### INSTRUCTIONS TO FOLLOW
Copy the entries below from the line containing "If you could point at the hood" through the end of the entries, both ends included, and leave the requests unchanged. Scale every coordinate in the answers by 0.95, rounding each to a whole number with halves rounded up, and give only those lines.

### GIVEN RECORDS
•••••
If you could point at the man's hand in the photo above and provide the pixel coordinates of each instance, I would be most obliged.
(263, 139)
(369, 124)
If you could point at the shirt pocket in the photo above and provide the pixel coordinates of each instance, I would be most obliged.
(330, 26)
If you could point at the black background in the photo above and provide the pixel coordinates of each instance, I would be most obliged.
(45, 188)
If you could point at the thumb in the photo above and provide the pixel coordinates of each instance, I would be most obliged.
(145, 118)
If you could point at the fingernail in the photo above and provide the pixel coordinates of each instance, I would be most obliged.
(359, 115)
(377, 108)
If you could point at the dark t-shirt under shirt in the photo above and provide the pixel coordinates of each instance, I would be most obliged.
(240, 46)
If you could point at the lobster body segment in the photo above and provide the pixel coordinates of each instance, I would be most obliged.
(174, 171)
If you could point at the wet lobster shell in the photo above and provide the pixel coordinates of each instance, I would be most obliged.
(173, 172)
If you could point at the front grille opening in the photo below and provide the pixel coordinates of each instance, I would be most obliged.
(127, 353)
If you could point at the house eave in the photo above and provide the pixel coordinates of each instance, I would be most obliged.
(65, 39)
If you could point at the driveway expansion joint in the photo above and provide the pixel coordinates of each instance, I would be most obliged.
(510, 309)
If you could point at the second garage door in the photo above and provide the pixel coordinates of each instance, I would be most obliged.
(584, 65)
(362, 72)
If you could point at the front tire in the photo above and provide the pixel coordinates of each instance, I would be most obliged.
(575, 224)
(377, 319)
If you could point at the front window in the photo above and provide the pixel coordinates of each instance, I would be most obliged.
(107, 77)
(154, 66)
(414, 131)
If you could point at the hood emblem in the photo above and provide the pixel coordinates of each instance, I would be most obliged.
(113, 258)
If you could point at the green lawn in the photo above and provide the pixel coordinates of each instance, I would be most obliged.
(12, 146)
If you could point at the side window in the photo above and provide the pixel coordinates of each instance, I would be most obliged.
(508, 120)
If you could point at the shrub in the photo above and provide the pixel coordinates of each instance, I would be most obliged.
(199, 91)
•••••
### CORRECT RESPONSE
If you could point at the hood emblem in the photo above and provide the pixel coordinates of each instance, I would be most obliged.
(107, 245)
If you could point at the green lawn in the photo above and provide the pixel coordinates of each instance, I would be most obliged.
(11, 139)
If you could point at the side window in the photo above and provide the pixel coordinates of each instance, I would be most obliged.
(483, 114)
If you could point at the shrub in the photo above and provide the pixel coordinates of each instance, I would be most obliged.
(189, 86)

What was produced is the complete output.